SHORT EXERCISE:
Copy the items below word for word, from the very start down through the line containing "86 147 L 97", with both ends included and the picture left out.

MATERIAL SHOWN:
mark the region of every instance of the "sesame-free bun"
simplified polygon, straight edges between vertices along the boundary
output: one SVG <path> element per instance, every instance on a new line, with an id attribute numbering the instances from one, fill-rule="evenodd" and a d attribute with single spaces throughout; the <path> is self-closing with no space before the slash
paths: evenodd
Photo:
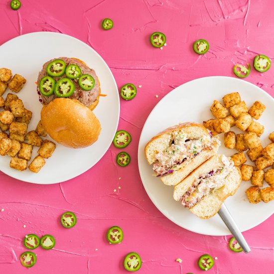
<path id="1" fill-rule="evenodd" d="M 86 147 L 97 140 L 99 121 L 78 100 L 57 98 L 44 106 L 41 120 L 49 135 L 58 143 L 75 148 Z"/>

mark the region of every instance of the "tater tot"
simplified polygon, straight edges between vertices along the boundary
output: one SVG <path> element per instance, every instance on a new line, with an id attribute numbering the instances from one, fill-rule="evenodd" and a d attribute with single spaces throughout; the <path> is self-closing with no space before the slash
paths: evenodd
<path id="1" fill-rule="evenodd" d="M 263 186 L 265 171 L 263 169 L 253 170 L 251 177 L 251 183 L 256 186 Z"/>
<path id="2" fill-rule="evenodd" d="M 246 191 L 249 202 L 258 204 L 262 201 L 262 196 L 258 186 L 251 186 Z"/>
<path id="3" fill-rule="evenodd" d="M 241 102 L 241 97 L 238 92 L 226 94 L 223 97 L 224 105 L 226 108 L 230 108 Z"/>
<path id="4" fill-rule="evenodd" d="M 233 132 L 225 133 L 225 146 L 227 148 L 235 148 L 236 144 L 236 135 Z"/>
<path id="5" fill-rule="evenodd" d="M 242 165 L 241 172 L 243 181 L 249 181 L 251 179 L 254 169 L 254 167 L 251 165 L 245 164 Z"/>
<path id="6" fill-rule="evenodd" d="M 253 105 L 248 111 L 250 115 L 256 120 L 258 120 L 266 109 L 266 106 L 259 101 L 255 102 Z"/>

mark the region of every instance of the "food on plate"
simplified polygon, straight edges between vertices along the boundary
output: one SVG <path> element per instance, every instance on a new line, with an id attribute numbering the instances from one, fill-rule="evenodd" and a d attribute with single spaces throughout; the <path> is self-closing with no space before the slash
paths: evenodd
<path id="1" fill-rule="evenodd" d="M 46 130 L 45 130 L 44 127 L 43 127 L 41 120 L 39 121 L 37 125 L 35 131 L 39 136 L 46 137 L 47 135 L 47 132 L 46 132 Z"/>
<path id="2" fill-rule="evenodd" d="M 79 77 L 78 68 L 82 74 Z M 37 83 L 37 92 L 44 105 L 57 98 L 67 97 L 92 110 L 99 102 L 101 89 L 95 71 L 76 58 L 59 57 L 46 62 L 39 73 Z"/>
<path id="3" fill-rule="evenodd" d="M 213 258 L 208 254 L 202 255 L 198 260 L 198 266 L 202 270 L 210 270 L 214 265 Z"/>
<path id="4" fill-rule="evenodd" d="M 192 170 L 215 154 L 218 137 L 202 125 L 185 123 L 159 133 L 146 144 L 145 157 L 157 177 L 168 185 L 175 185 Z"/>
<path id="5" fill-rule="evenodd" d="M 120 244 L 124 237 L 123 231 L 118 226 L 111 227 L 107 233 L 107 239 L 110 244 Z"/>
<path id="6" fill-rule="evenodd" d="M 105 18 L 102 22 L 102 27 L 107 30 L 113 27 L 113 21 L 109 18 Z"/>
<path id="7" fill-rule="evenodd" d="M 44 235 L 40 239 L 40 245 L 44 249 L 51 249 L 55 245 L 55 239 L 53 236 L 49 234 Z"/>
<path id="8" fill-rule="evenodd" d="M 249 202 L 258 204 L 262 201 L 262 196 L 259 186 L 251 186 L 246 191 Z"/>
<path id="9" fill-rule="evenodd" d="M 209 49 L 208 42 L 204 39 L 199 39 L 193 44 L 193 49 L 198 54 L 204 54 Z"/>
<path id="10" fill-rule="evenodd" d="M 22 171 L 27 167 L 27 161 L 25 159 L 20 159 L 17 157 L 12 157 L 10 160 L 9 166 L 17 170 Z"/>
<path id="11" fill-rule="evenodd" d="M 23 88 L 26 82 L 26 80 L 23 76 L 19 74 L 15 74 L 7 86 L 11 91 L 17 93 Z"/>
<path id="12" fill-rule="evenodd" d="M 28 166 L 28 169 L 32 172 L 37 173 L 40 171 L 41 168 L 45 165 L 45 163 L 46 161 L 45 161 L 45 159 L 40 155 L 38 155 L 32 160 L 32 161 Z"/>
<path id="13" fill-rule="evenodd" d="M 255 56 L 253 65 L 256 70 L 260 72 L 265 72 L 270 68 L 271 61 L 268 56 L 260 54 Z"/>
<path id="14" fill-rule="evenodd" d="M 138 254 L 131 252 L 127 255 L 124 260 L 124 267 L 131 272 L 137 271 L 141 268 L 142 262 Z"/>
<path id="15" fill-rule="evenodd" d="M 118 148 L 124 148 L 128 146 L 132 141 L 131 135 L 126 131 L 118 131 L 113 138 L 113 144 Z"/>
<path id="16" fill-rule="evenodd" d="M 243 164 L 241 167 L 241 173 L 242 173 L 242 180 L 243 181 L 249 181 L 251 179 L 254 167 L 252 165 Z"/>
<path id="17" fill-rule="evenodd" d="M 121 89 L 121 97 L 125 100 L 131 100 L 136 96 L 137 89 L 133 84 L 129 83 L 124 85 Z"/>
<path id="18" fill-rule="evenodd" d="M 235 148 L 236 144 L 236 135 L 233 132 L 225 133 L 224 144 L 227 148 Z"/>
<path id="19" fill-rule="evenodd" d="M 233 162 L 224 155 L 215 155 L 174 187 L 173 198 L 199 218 L 208 219 L 234 194 L 241 181 L 241 171 Z"/>
<path id="20" fill-rule="evenodd" d="M 242 252 L 243 251 L 243 249 L 239 244 L 239 243 L 235 239 L 235 237 L 232 237 L 229 240 L 228 246 L 229 247 L 229 248 L 234 252 Z"/>
<path id="21" fill-rule="evenodd" d="M 270 186 L 274 187 L 274 169 L 268 169 L 265 172 L 265 180 Z"/>
<path id="22" fill-rule="evenodd" d="M 234 74 L 240 78 L 247 77 L 250 73 L 251 67 L 249 64 L 247 66 L 243 66 L 240 64 L 237 64 L 233 67 L 233 72 Z"/>
<path id="23" fill-rule="evenodd" d="M 164 45 L 166 40 L 166 37 L 162 32 L 156 31 L 150 35 L 150 43 L 154 47 L 161 48 Z"/>
<path id="24" fill-rule="evenodd" d="M 119 153 L 116 157 L 116 162 L 120 166 L 127 166 L 131 162 L 131 156 L 126 152 Z"/>
<path id="25" fill-rule="evenodd" d="M 262 200 L 265 203 L 268 203 L 270 201 L 274 200 L 274 187 L 269 186 L 261 189 Z"/>
<path id="26" fill-rule="evenodd" d="M 22 266 L 26 268 L 33 267 L 36 264 L 36 256 L 31 251 L 26 251 L 20 255 L 20 262 Z"/>
<path id="27" fill-rule="evenodd" d="M 40 239 L 35 234 L 28 234 L 24 238 L 23 244 L 28 249 L 35 249 L 40 245 Z"/>
<path id="28" fill-rule="evenodd" d="M 56 112 L 61 119 L 56 119 Z M 54 99 L 42 109 L 41 121 L 50 137 L 65 146 L 88 146 L 97 140 L 101 132 L 95 115 L 77 100 Z"/>
<path id="29" fill-rule="evenodd" d="M 62 214 L 61 216 L 61 223 L 66 228 L 73 227 L 77 222 L 77 219 L 75 214 L 70 211 L 67 211 Z"/>
<path id="30" fill-rule="evenodd" d="M 29 144 L 35 146 L 41 146 L 43 142 L 43 139 L 40 137 L 35 131 L 31 131 L 26 134 L 25 141 Z"/>
<path id="31" fill-rule="evenodd" d="M 254 170 L 251 177 L 251 183 L 256 186 L 263 186 L 265 171 L 263 169 Z"/>

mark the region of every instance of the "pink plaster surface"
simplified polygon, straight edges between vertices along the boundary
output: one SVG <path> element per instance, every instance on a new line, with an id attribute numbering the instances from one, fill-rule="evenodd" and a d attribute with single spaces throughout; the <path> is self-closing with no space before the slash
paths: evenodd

SOLUTION TO THE PROBLEM:
mark the region of every instance of the "sesame-free bun"
simplified polygon, straight edges between vertices along the boundary
output: one SVG <path> element per instance, every instance on a new line, with an id attribute numbering the instances from one, fill-rule="evenodd" and a d attribute with single spaces throughout; the <path> is self-closing with no space before the slash
paths: evenodd
Photo:
<path id="1" fill-rule="evenodd" d="M 86 147 L 97 140 L 99 121 L 78 100 L 57 98 L 44 106 L 41 120 L 49 135 L 58 143 L 75 148 Z"/>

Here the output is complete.